Start of Records to use
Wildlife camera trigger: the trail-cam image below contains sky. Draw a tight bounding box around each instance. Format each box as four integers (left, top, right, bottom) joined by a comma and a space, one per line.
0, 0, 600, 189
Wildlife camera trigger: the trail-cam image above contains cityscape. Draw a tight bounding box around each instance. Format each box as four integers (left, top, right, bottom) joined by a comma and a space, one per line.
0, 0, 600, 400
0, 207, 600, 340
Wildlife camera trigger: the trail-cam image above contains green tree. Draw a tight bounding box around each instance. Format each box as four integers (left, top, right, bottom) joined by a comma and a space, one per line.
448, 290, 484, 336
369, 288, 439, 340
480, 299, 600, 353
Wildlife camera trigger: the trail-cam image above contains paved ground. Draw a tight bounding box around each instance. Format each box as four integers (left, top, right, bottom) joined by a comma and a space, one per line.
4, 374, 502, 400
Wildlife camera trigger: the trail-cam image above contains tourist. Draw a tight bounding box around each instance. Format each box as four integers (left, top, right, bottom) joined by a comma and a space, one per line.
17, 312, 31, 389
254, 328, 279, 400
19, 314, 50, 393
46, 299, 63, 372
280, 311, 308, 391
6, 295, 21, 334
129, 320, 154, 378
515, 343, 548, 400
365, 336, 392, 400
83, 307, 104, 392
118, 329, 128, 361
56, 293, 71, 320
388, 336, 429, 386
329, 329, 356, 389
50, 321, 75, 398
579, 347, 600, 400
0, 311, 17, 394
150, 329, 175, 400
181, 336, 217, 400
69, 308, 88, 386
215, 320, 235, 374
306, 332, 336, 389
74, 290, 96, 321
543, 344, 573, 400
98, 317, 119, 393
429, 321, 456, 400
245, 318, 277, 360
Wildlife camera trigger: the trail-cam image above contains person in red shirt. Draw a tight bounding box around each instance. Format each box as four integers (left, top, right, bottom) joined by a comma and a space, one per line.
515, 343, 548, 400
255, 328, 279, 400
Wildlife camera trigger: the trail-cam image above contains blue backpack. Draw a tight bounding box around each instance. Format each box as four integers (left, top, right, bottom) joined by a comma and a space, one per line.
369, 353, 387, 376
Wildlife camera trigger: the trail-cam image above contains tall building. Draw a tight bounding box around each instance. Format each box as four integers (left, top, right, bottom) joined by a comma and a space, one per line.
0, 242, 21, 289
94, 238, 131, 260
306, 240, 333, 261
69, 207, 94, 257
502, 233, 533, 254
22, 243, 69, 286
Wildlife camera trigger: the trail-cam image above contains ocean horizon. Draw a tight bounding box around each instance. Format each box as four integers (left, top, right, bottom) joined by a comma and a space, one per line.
End of Records to use
■ Stated task:
Reproduce the material verbatim, line by line.

■ Answer for this exercise:
Wildlife camera trigger: the trail-cam image below contains sky. Draw a tight bounding box around each instance. Format each box as four integers (left, top, right, bottom) joined by a comma and a space, one per line.
0, 0, 600, 189
Wildlife camera trigger: the trail-cam image above contains cityscape. Draw a tight bounding box around each instance. Format each box as four integers (left, top, right, bottom) joined by a comma and a space, one per line.
0, 0, 600, 400
0, 207, 600, 340
Wildlife camera trigger: the trail-cam image above contains green tree. Draw a tight bounding box around each instance. Format each box as four integers (left, top, right, bottom) joined by a comma and a space, one per line.
448, 290, 484, 336
369, 288, 439, 340
480, 299, 600, 353
Wildlife camera trigger: the trail-cam image above contains paved ground. Draw a tight bounding box around each instance. Format each box as four integers (left, top, right, bottom) joined by a comma and a space, one per line.
4, 374, 502, 400
Wildlife camera trigger: the trail-cam image above contains tourist. Draw a tight bounding box around each instance. Format each box as four integers (left, top, right, bottom) joined by a comma and a space, one per line.
17, 312, 31, 389
254, 328, 279, 400
19, 314, 50, 393
46, 299, 63, 372
280, 311, 308, 391
6, 295, 21, 334
129, 320, 154, 378
515, 343, 548, 400
365, 336, 392, 400
83, 307, 104, 392
118, 329, 128, 361
56, 293, 71, 320
388, 336, 429, 386
329, 329, 356, 389
50, 321, 75, 398
579, 347, 600, 400
0, 311, 17, 394
150, 329, 175, 400
181, 336, 217, 400
69, 308, 88, 386
215, 320, 235, 374
306, 332, 336, 389
74, 290, 96, 321
543, 344, 573, 400
98, 317, 119, 393
429, 321, 456, 400
245, 318, 277, 360
Wildlife camera trigger: the trail-cam image above contains person in red shirt. Draw a tight bounding box around each instance. Format each box as four integers (left, top, right, bottom) joined by a comma and a space, one per line.
515, 343, 548, 400
255, 328, 279, 400
Wildlife camera trigger: the trail-cam image above contains blue backpack. Draw a tight bounding box around each instance. Format each box as four integers (left, top, right, bottom) joined by a comma and a space, one per line.
369, 353, 387, 376
Wildlife camera trigger: the trail-cam image above contains tall building. Draw a tight bounding box around each instance. Format each box as four integers (left, top, right, bottom) joined by a comma and a space, one per line.
0, 242, 21, 289
94, 238, 131, 260
306, 240, 333, 261
69, 207, 94, 257
502, 233, 533, 254
22, 243, 69, 286
Wildlife camera trigger: the trail-cam image above contains ocean horizon. Draw a tight bounding box around each instance. Format each box as four integers (left, top, right, bottom) joined by a comma and a space, one per line.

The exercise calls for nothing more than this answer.